***** EXCERPTED PASSAGE

In these equations, “*” represents the usual product. Similarly, boundary conditions given in Eq. (8) take the form

\begin{aligned}& \sum_{k=1}^{N}\sum _{m=1}^{N}C_{km}^{n+1}L_{k}( \xi _{i})L_{m}(\eta _{j})=h_{1} \bigl(t^{n+1}\bigr),\qquad \sum_{k=1}^{N} \sum_{m=1}^{N}C_{km}^{n+1}L_{k}( \xi _{i})L_{m}( \eta _{j})=h_{2} \bigl(t^{n+1}\bigr), \end{aligned}
(30)
\begin{aligned}& \sum_{k=1}^{N}\sum _{m=1}^{N}\lambda _{km}^{n+1}L_{k}( \xi _{i})L_{m}( \eta _{j})=g_{1} \bigl(t^{n+1}\bigr),\qquad \sum_{k=1}^{N} \sum_{m=1}^{N} \lambda _{km}^{n+1}L_{k}(\xi _{i})L_{m}( \eta _{j})=g_{2}\bigl(t^{n+1}\bigr), \end{aligned}
(31)

considering the relation between the Lucas and Fibonacci polynomials

$$L_{k}^{\prime }(\xi )=kF_{k}( \xi ),\qquad L_{k}^{\prime \prime }(\xi )=kF_{k}(\xi )D,$$
(32)

**********

- **TASK REQUIREMENTS**: In the passage on Lucas and Fibonacci polynomials, what does the symbol "*" represent?

***** DATA

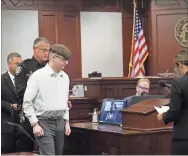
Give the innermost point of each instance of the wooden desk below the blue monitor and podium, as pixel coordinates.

**********

- **EXERCISE RESULT**: The usual product.